Task objective: Copy each line that includes the string "negative" from the material into your answer.

[[ The records open ]]

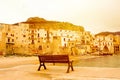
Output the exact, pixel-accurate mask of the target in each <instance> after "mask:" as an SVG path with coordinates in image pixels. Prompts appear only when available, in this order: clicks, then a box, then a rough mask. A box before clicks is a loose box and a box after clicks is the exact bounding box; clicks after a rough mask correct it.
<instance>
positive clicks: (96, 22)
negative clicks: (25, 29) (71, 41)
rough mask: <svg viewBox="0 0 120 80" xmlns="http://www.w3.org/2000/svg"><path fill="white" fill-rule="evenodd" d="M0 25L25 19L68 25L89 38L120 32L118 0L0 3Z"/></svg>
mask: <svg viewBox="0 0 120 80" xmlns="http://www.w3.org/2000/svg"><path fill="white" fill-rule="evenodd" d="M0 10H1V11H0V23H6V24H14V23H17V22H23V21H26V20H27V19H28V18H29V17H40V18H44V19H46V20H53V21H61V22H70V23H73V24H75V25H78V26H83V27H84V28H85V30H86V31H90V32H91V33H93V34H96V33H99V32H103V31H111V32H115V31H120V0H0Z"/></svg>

[[ The records closed ]]
[[ The records open ]]

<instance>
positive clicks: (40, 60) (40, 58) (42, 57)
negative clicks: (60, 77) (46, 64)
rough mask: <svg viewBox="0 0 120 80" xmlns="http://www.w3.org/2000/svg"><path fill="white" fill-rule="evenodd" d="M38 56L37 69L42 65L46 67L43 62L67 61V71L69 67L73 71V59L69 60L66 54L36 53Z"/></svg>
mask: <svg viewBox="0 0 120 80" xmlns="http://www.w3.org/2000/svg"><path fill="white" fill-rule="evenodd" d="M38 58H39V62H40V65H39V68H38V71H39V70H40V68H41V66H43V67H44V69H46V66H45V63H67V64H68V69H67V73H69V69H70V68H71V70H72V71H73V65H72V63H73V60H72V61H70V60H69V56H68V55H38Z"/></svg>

[[ The records closed ]]
[[ The records open ]]

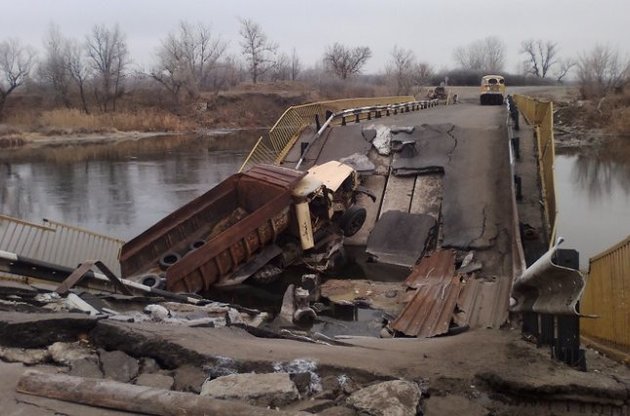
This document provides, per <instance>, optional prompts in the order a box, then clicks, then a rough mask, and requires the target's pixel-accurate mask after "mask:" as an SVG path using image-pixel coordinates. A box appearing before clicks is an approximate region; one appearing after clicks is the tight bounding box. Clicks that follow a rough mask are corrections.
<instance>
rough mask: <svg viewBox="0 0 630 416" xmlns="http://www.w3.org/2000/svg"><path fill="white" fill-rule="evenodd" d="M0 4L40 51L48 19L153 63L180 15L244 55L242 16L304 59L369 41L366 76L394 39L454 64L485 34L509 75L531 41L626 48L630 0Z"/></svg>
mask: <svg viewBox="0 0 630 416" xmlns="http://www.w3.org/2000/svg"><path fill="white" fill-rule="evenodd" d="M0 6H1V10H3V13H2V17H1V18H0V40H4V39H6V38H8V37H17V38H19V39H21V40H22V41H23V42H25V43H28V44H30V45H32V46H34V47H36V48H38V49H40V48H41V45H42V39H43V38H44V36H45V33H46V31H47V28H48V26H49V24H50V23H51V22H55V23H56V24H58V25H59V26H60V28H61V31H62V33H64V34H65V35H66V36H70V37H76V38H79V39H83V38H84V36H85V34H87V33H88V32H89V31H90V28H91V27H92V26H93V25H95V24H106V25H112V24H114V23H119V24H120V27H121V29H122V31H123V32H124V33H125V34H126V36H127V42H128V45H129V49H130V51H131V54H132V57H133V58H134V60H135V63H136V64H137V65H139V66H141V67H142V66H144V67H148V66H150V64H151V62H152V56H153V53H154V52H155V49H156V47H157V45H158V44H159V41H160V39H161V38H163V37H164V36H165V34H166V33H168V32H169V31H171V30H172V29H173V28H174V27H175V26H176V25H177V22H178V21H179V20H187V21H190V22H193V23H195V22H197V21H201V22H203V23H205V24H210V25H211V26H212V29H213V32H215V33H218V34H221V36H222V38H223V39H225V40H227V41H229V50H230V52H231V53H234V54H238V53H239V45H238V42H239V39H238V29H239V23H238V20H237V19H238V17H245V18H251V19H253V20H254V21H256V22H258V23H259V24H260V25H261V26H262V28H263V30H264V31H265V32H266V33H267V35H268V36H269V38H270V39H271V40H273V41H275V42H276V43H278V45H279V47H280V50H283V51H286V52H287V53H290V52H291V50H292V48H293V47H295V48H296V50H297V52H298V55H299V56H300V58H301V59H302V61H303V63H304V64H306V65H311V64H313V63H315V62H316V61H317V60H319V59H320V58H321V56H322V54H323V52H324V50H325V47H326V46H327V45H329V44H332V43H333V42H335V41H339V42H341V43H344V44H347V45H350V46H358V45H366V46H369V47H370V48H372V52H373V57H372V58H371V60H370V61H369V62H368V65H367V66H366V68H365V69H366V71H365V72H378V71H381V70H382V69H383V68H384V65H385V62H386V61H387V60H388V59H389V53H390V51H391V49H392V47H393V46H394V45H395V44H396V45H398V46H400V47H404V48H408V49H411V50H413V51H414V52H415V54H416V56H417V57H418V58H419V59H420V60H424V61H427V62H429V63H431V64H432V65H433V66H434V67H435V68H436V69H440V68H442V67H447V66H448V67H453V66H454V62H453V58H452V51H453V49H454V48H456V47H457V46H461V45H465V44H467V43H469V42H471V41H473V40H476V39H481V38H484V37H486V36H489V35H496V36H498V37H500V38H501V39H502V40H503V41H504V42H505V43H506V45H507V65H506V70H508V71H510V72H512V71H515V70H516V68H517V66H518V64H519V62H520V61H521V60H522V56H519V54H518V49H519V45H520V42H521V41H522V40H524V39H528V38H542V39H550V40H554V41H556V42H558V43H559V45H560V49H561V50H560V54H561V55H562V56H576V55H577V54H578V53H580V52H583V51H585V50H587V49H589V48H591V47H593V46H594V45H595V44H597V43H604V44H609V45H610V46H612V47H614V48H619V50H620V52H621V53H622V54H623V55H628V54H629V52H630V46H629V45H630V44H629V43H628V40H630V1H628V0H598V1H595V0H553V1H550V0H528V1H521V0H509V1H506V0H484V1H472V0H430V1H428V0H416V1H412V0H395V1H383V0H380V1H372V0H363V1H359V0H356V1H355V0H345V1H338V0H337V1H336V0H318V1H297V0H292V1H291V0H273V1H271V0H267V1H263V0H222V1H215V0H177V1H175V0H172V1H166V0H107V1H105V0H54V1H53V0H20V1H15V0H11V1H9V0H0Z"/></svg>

[[ The records closed ]]

Written solution:
negative clicks: (25, 29) (71, 41)
negative clicks: (60, 77) (46, 64)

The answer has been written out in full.